**Извлечённый текст:**
+===+
Шрифт:
Интервал:
Закладка:
Центральным персонажем романа является Беринг. Именно у него «болезнь Китахары», именно он поможет нам раскрыть смысл названия. В этом плане можно назвать перевод романа для англоязычных стран — «Собачий король» — неудачным, так как в этом случае акцент смещается на Амбраса, и роман приобретает иное «звучание».
Метаморфозы, происходящие с сознанием Беринга, во многом помогают автору выразить отношение к происходящему в современном мире. Болезнь Китахары является тем связующим звеном между судьбой главного героя и судьбой современного мира, которое помогает правильно интерпретировать позицию автора.
Болезнь носит метафизический характер. Симптомы: появление темных пятен на сетчатке, мешающих смотреть на мир. Эту метафору можно интерпретировать как болезнь нечистой совести, которая, несмотря на отсутствие какой-то осознанной, выраженной в мыслях или словах рефлексии, проявляется в виде черных пятен страха от содеянного, светлеющих и полностью исчезающих со временем, — в силу привычки и притупления чувства подсознательной вины — и устройство окружающего мира этому способствует [8].
Это роман-борьба. Борьба с Прошлым. Возможно, Рансмайр дает понять, что даже если в прошлом были совершены ужасные поступки, нужно жить дальше, жить будущим, полным света и счастья (как это делает Лили), лишь тогда можно будет спастись. Преступное прошлое лишает будущего.
Конечно, первые ассоциации с искуплением преступного прошлого связаны с нацистским прошлым. Для австрийской литературы конца XX в. характерна идея, что первопричиной всех болезней австрийского общества является именно нацистское прошлое [7].
Но Рансмайр не ограничивается только Австрией. Моор — это концентрированное выражение современного общества вообще: потребительство, военное всемогущество «сильных», навязывание определенной информации с помощью СМИ — все это прячет преступления, убийства, уничтожение ради получения выгоды и благ.
По мнению некоторых исследователей (Х. Мозебаха, И. Г. Потехиной), в данном романе Кристоф Рансмайр показывает, насколько сильна связь между преступными ошибками прошлого и безнадежно преступным настоящим. При всей формальной устремленности романа к прошлому, центральный его посыл — высказывание автора о будущем.
+===+
[Фрагменты данных]
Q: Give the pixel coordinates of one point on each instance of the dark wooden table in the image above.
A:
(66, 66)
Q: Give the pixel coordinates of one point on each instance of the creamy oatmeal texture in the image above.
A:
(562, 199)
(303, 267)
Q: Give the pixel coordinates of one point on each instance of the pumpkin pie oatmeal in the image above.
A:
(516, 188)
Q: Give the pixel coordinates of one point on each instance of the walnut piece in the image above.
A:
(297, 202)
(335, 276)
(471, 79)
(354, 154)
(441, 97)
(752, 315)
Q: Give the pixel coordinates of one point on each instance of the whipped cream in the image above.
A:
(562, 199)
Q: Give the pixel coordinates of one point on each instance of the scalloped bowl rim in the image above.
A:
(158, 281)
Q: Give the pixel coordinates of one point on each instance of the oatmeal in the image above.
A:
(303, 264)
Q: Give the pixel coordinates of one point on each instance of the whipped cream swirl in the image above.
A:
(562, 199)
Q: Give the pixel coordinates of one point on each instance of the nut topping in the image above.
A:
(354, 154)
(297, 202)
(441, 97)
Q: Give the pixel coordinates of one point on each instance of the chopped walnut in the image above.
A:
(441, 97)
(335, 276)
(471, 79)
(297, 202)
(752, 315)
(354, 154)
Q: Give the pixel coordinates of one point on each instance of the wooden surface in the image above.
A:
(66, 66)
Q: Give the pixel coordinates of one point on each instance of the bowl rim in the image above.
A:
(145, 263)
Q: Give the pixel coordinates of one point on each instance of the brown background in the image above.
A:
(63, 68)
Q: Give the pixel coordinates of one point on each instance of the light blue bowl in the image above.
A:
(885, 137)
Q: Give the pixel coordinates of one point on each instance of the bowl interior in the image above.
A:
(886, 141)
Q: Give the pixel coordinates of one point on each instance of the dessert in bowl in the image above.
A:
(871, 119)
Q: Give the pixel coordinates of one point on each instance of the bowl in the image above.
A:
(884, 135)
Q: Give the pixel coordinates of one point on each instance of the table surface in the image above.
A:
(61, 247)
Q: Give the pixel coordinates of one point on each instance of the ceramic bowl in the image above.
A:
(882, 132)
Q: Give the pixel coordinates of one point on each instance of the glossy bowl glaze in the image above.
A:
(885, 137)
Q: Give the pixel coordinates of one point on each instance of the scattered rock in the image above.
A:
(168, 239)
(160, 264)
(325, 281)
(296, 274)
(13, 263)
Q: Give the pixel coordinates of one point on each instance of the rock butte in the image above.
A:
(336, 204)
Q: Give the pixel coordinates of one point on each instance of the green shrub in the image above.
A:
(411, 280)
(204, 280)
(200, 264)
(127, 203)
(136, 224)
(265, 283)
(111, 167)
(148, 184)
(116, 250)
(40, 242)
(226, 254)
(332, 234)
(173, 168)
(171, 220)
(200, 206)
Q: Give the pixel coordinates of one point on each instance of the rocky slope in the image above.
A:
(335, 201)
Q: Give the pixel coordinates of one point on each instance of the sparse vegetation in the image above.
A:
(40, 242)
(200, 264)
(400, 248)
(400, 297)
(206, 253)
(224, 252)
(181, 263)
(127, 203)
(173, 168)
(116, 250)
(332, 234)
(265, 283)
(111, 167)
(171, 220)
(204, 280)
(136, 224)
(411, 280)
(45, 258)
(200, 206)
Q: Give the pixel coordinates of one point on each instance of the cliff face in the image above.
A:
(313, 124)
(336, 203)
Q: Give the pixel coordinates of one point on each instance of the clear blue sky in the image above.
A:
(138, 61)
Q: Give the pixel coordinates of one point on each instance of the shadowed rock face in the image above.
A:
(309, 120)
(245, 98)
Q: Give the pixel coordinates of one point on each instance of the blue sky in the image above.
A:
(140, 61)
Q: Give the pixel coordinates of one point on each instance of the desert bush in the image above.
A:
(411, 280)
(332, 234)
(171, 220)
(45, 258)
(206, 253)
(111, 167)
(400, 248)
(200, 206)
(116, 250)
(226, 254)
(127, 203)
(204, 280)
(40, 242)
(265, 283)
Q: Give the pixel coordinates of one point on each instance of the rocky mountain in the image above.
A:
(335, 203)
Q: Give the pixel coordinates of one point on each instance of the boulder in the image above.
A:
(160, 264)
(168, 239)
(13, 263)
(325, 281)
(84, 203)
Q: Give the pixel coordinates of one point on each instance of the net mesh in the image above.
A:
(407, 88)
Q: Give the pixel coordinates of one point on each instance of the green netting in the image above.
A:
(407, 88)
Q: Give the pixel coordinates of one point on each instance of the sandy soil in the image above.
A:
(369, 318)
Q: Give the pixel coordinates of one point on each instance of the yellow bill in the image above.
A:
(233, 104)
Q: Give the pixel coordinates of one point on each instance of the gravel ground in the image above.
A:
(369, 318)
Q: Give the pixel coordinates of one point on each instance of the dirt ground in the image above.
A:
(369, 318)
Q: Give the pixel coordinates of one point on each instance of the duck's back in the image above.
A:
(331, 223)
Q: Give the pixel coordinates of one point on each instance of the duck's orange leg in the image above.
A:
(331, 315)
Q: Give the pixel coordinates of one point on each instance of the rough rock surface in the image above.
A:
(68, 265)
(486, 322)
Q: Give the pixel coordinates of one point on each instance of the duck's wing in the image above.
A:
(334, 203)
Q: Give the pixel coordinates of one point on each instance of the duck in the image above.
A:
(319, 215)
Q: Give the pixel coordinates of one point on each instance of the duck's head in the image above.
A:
+===+
**Задание A:**
Перепишите из текста о романе Рансмайра фрагмент, который начинается словами «Болезнь носит метафизический» и заканчивается словами «прошлое лишает будущего.».
**Задание B:**
Под каким названием роман вышел в переводе для англоязычных стран, согласно тексту о романе Рансмайра?
**Задание C:**
Почему в тексте о романе Рансмайра перевод названия для англоязычных стран назван неудачным?

**Поле ответа A:**
Болезнь носит метафизический характер. Симптомы: появление темных пятен на сетчатке, мешающих смотреть на мир. Эту метафору можно интерпретировать как болезнь нечистой совести, которая, несмотря на отсутствие какой-то осознанной, выраженной в мыслях или словах рефлексии, проявляется в виде черных пятен страха от содеянного, светлеющих и полностью исчезающих со временем, — в силу привычки и притупления чувства подсознательной вины — и устройство окружающего мира этому способствует [8].
Это роман-борьба. Борьба с Прошлым. Возможно, Рансмайр дает понять, что даже если в прошлом были совершены ужасные поступки, нужно жить дальше, жить будущим, полным света и счастья (как это делает Лили), лишь тогда можно будет спастись. Преступное прошлое лишает будущего.

**Поле ответа B:**
«Собачий король».

**Поле ответа C:**
В таком переводе акцент смещается на Амбраса, хотя центральный персонаж романа — Беринг. Именно у Беринга «болезнь Китахары», и через него раскрывается смысл названия. Поэтому роман приобретает иное «звучание».